### [Elenco dei compiti]
1. Trascriva il passo del testo sugli impianti termici che si apre con le parole contenenti "Non a caso nella" e si chiude con "del regolamento contrattuale).".
2. Indichi i costi che, secondo il testo sugli impianti termici, vanno suddivisi in base ai millesimi di proprietà.

### Testo fornito

La minoranza che dissente non potrà continuare a utilizzare l’impianto centralizzato.

Fonti di energia rinnovabili. Pannelli solari, fotovoltaici, energia geotermica, proveniente dal vento, o infine da biomasse (legno, pellets,decomposizione rifiuti organici), possono sostituire o, più spesso, integrare l’impianto esistente. Anche in questo caso entra in gioco il secondo comma dell’articolo 26 della legge n. 10/1991, con identici criteri per le decisioni rispetto al distacco dall’impianto centrale.

Trasformazione del centralizzato in contabilizzato. Se ne occupa, stavolta, il quinto comma dell’articolo 26 della stessa legge. Le regole sono analoghe (delibera a maggioranza semplice delle quote, per un insieme coordinato di lavori). Stavolta, però, non è necessario provare preventivamente il risparmio da conseguire con la redazione di una certificazione o di una relazione.

 

 

Opere sugli impianti termici: spartizione delle spese e millesimi

 

La giurisprudenza è ormai univoca nell’affermare che – salvo diverse disposizioni del regolamento contrattuale - tutte le spese che riguardano la proprietà di un impianto (che sono diverse da quelle del suo utilizzo), vanno ripartite tra i condomini in misura proporzionale ai millesimi di proprietà. Viceversa quelle che riguardano la conduzione dell’impianto stesso (per esempio quelle relative ai costi della ditta esterna che se ne occupa o quelle di consumo di carburante), vanno suddivise in proporzione all’uso che ciascun abitante dello stabile fa dell’impianto stesso.

Non a caso nella maggioranza dei condomini sono allegate al regolamento contrattuale due diverse tabelle: quella generale di proprietà dell’immobile e quella d’uso della caldaia (i cosiddetti millesimi calore). Essi in genere sono proporzionati al volume da riscaldare di ogni singolo appartamento, oppure al numero di caloriferi o infine a un criterio misto tra i due.

Quindi i costi di manutenzione straordinaria, di adeguamento alle norme di un impianto termico e della conversione a metano vanno suddivisi in base ai millesimi di proprietà, mentre i consumi e la gestione vanni ripartiti per mezzo dei i millesimi calore (salvo indicazioni diverse del regolamento contrattuale).

La principale difficoltà che si incontra è quando, però, i millesimi calore non esistono, perché l’impianto è di nuova installazione oppure quando quelli che ci sono debbono essere radicalmente cambiati, perché l’impianto viene trasformato in modo tale da variare in modo decisivo la logica di spartizione.

######
### Voci del dataset

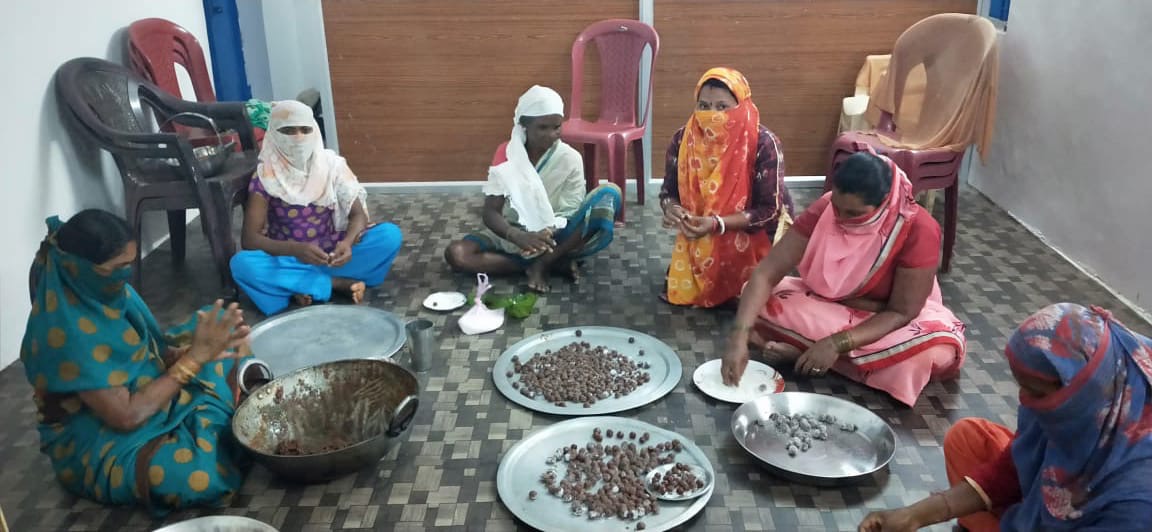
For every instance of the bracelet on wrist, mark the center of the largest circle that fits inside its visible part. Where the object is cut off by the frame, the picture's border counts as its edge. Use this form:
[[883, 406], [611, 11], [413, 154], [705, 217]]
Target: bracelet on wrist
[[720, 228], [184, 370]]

######
### Voci del dataset

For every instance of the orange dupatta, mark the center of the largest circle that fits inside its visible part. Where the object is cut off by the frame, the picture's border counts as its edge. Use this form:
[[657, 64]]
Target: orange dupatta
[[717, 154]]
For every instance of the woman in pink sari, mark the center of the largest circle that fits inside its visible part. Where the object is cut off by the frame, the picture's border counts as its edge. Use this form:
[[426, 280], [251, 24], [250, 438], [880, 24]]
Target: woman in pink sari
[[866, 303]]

######

### [Risposte fornite]
1.
Non a caso nella maggioranza dei condomini sono allegate al regolamento contrattuale due diverse tabelle: quella generale di proprietà dell’immobile e quella d’uso della caldaia (i cosiddetti millesimi calore). Essi in genere sono proporzionati al volume da riscaldare di ogni singolo appartamento, oppure al numero di caloriferi o infine a un criterio misto tra i due.

Quindi i costi di manutenzione straordinaria, di adeguamento alle norme di un impianto termico e della conversione a metano vanno suddivisi in base ai millesimi di proprietà, mentre i consumi e la gestione vanni ripartiti per mezzo dei i millesimi calore (salvo indicazioni diverse del regolamento contrattuale).

2.
- Costi di manutenzione straordinaria
- Costi di adeguamento alle norme di un impianto termico
- Costi della conversione a metano